- **REQUIRED ACTION**:
For each line of the material, check for the string "below"; then state how many lines had it, giving only the number.

[[ DATA SUPPLIED, beginning ]]

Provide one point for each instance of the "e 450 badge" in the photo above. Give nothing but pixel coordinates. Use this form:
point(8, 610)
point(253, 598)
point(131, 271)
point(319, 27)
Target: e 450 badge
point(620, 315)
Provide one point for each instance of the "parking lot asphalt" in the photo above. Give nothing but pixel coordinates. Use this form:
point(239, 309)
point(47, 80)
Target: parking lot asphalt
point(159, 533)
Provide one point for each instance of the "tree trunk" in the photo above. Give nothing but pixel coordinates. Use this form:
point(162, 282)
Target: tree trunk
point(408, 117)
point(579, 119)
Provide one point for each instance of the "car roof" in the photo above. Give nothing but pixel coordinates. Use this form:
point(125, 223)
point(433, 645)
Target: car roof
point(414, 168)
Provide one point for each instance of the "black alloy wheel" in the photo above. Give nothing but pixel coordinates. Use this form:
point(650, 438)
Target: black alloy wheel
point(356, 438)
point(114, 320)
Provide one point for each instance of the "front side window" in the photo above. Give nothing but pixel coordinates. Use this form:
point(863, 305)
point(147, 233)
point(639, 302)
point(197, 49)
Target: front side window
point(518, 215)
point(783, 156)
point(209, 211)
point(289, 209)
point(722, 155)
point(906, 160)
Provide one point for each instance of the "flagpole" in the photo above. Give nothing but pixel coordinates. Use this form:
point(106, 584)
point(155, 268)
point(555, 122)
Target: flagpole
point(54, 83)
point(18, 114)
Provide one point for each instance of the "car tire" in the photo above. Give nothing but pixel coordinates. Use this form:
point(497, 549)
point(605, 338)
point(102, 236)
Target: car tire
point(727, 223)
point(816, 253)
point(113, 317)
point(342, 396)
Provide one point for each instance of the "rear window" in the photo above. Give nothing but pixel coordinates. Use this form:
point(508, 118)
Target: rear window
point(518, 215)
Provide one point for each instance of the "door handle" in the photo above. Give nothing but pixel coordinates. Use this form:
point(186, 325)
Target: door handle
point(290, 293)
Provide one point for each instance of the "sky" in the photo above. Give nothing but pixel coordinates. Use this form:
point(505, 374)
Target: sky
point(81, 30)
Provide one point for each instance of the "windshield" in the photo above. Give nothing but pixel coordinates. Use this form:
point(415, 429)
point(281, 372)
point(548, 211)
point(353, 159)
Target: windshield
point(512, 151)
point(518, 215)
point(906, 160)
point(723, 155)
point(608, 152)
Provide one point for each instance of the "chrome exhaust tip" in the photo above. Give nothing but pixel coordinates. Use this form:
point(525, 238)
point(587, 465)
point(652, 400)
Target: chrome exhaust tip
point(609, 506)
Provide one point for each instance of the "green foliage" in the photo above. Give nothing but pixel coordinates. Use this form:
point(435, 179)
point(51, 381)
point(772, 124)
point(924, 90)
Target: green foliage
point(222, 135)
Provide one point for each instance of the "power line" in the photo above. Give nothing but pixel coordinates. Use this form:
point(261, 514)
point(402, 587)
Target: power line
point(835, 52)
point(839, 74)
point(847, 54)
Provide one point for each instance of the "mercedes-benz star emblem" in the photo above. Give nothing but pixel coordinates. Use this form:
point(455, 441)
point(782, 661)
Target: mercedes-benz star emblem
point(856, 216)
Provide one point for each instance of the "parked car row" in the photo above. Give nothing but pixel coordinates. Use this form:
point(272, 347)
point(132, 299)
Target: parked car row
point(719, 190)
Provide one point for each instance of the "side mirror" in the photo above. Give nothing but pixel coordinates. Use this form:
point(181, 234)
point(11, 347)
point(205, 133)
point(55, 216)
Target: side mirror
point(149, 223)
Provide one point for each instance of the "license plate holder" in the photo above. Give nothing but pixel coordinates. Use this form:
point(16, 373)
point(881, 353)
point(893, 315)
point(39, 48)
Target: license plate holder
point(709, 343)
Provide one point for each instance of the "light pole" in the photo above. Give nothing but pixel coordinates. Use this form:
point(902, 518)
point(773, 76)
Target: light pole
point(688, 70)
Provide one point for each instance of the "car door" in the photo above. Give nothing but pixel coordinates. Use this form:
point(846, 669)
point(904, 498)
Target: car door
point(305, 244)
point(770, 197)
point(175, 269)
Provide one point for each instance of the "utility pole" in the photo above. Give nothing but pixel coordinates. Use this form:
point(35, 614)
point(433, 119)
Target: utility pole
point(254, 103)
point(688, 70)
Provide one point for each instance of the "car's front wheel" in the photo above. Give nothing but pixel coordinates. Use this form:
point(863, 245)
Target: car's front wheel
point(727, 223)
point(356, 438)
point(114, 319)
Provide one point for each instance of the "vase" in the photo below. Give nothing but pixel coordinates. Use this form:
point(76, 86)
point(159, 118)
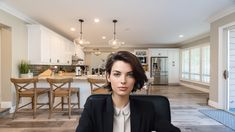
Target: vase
point(26, 75)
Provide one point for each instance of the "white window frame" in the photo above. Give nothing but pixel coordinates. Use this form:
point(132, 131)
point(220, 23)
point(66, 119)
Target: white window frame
point(181, 72)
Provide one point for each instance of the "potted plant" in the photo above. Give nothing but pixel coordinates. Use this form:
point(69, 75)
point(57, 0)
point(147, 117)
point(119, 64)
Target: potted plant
point(24, 69)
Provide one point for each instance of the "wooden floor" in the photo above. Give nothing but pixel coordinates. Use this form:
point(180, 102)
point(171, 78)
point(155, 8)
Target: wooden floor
point(185, 103)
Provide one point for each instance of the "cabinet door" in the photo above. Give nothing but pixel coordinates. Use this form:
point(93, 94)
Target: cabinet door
point(173, 58)
point(158, 52)
point(45, 46)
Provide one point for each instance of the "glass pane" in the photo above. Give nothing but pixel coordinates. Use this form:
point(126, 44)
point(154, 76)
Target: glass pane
point(206, 64)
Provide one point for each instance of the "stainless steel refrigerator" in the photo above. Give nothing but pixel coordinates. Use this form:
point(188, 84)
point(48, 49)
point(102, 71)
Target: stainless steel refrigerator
point(159, 70)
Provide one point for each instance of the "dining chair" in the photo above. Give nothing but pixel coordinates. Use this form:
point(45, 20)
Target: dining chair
point(27, 87)
point(61, 87)
point(97, 86)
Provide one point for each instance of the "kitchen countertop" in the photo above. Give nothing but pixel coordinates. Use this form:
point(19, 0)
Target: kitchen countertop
point(83, 77)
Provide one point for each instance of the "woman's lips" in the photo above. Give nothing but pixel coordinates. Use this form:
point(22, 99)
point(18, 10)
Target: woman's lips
point(123, 88)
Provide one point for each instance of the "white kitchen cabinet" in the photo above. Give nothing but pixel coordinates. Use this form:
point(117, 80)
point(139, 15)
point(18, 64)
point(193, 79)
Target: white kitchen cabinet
point(173, 66)
point(155, 52)
point(38, 45)
point(48, 47)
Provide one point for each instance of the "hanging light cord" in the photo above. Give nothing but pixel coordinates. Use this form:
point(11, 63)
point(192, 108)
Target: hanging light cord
point(81, 20)
point(114, 32)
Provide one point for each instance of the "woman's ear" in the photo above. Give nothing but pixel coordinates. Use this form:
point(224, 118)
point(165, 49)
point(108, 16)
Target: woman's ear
point(108, 77)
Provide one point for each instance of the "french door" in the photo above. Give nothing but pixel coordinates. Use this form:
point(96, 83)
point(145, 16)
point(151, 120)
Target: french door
point(229, 73)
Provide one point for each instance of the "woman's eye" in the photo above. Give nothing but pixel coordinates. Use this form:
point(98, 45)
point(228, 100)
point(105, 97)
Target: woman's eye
point(116, 74)
point(130, 74)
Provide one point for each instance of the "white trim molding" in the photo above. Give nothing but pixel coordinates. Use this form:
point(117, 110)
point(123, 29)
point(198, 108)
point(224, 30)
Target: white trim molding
point(213, 104)
point(221, 14)
point(16, 13)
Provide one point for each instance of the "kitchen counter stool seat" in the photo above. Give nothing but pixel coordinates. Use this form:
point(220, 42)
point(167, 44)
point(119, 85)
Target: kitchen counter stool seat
point(27, 87)
point(61, 87)
point(97, 86)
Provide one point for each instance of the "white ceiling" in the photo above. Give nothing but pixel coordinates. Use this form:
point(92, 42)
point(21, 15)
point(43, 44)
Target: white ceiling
point(140, 22)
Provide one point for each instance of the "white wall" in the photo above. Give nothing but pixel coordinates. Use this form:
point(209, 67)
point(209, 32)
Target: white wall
point(17, 50)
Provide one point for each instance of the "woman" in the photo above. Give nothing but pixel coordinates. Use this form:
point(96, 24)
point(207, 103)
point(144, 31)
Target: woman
point(118, 112)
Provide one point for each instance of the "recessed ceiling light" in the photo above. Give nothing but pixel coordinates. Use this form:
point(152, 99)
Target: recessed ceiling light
point(96, 20)
point(72, 29)
point(103, 37)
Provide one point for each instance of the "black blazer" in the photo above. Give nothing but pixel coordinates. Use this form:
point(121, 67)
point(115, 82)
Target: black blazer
point(98, 114)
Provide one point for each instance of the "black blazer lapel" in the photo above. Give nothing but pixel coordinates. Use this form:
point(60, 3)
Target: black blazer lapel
point(108, 115)
point(135, 117)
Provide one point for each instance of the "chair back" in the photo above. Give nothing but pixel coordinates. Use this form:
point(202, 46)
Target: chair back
point(57, 83)
point(161, 104)
point(23, 84)
point(96, 83)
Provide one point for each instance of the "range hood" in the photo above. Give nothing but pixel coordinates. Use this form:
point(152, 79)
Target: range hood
point(76, 59)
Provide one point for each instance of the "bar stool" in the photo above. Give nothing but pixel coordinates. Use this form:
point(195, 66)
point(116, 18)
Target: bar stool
point(97, 86)
point(61, 87)
point(27, 87)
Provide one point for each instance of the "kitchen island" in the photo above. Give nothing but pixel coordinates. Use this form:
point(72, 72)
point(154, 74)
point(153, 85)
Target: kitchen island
point(78, 82)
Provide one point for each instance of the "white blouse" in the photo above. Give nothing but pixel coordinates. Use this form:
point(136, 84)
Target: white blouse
point(121, 122)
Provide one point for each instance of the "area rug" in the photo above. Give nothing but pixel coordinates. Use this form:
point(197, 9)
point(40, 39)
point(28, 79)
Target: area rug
point(221, 116)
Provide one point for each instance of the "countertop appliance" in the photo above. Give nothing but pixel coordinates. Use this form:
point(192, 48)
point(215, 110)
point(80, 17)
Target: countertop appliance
point(78, 71)
point(159, 70)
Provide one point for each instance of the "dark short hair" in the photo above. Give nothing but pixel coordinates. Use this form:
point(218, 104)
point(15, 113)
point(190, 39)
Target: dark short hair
point(127, 57)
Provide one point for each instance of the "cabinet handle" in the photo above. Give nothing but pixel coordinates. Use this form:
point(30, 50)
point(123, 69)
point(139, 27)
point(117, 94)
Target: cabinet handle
point(225, 74)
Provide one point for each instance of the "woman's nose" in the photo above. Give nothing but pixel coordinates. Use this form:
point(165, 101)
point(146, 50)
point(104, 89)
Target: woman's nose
point(123, 80)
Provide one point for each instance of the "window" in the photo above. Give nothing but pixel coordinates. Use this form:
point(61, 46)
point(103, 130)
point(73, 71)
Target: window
point(206, 64)
point(196, 64)
point(185, 64)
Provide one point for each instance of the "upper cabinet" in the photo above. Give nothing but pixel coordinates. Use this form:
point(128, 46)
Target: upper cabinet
point(48, 47)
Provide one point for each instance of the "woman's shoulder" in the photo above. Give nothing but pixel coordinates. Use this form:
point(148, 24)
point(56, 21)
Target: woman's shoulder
point(99, 100)
point(141, 103)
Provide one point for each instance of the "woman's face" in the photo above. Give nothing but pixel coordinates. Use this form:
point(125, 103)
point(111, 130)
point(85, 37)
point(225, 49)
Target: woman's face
point(121, 78)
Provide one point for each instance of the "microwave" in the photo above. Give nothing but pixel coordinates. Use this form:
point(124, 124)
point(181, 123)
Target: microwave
point(143, 60)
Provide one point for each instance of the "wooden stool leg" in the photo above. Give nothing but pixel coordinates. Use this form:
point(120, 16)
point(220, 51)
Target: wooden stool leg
point(69, 106)
point(78, 99)
point(34, 102)
point(51, 100)
point(62, 103)
point(17, 106)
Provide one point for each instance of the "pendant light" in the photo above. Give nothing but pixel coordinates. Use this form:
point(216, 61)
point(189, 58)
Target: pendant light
point(115, 43)
point(80, 39)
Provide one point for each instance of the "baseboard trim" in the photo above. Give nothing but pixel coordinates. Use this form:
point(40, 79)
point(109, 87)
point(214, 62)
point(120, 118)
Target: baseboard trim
point(195, 87)
point(213, 104)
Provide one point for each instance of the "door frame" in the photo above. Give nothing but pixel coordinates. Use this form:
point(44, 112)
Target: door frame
point(222, 65)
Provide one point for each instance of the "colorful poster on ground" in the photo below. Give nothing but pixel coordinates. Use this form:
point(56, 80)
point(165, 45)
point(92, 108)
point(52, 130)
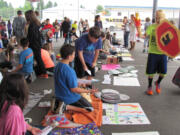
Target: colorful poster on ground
point(137, 133)
point(124, 114)
point(168, 38)
point(127, 59)
point(34, 98)
point(126, 81)
point(110, 66)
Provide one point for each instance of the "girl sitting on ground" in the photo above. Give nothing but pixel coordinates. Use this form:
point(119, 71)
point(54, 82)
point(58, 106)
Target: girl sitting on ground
point(7, 58)
point(13, 99)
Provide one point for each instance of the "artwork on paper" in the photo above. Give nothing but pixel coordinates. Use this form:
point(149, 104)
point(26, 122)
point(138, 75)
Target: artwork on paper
point(34, 98)
point(110, 66)
point(127, 59)
point(124, 114)
point(138, 133)
point(126, 81)
point(168, 38)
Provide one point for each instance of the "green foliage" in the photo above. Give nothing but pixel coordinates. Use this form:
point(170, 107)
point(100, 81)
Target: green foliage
point(27, 6)
point(99, 9)
point(40, 5)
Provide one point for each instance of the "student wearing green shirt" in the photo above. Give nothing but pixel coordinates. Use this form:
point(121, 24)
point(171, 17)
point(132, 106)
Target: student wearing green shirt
point(157, 61)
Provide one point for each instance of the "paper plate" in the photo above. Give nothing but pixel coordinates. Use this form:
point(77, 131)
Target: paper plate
point(110, 90)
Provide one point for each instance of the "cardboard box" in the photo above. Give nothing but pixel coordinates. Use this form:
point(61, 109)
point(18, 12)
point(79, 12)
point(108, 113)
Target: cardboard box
point(112, 60)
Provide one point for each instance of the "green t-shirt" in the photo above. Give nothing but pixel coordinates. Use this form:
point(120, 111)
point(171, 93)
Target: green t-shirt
point(152, 40)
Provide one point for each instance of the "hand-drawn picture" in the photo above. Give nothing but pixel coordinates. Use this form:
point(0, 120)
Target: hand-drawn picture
point(124, 114)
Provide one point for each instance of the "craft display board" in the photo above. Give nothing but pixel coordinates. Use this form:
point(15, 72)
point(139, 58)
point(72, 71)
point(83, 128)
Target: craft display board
point(137, 133)
point(168, 38)
point(110, 66)
point(125, 81)
point(124, 114)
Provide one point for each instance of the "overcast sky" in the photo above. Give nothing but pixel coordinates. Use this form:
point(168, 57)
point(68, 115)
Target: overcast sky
point(91, 4)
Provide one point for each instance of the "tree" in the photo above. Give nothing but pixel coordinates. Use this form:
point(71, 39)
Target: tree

[[ DATA SUPPLIED, end ]]

- **PROBLEM SOLUTION**:
2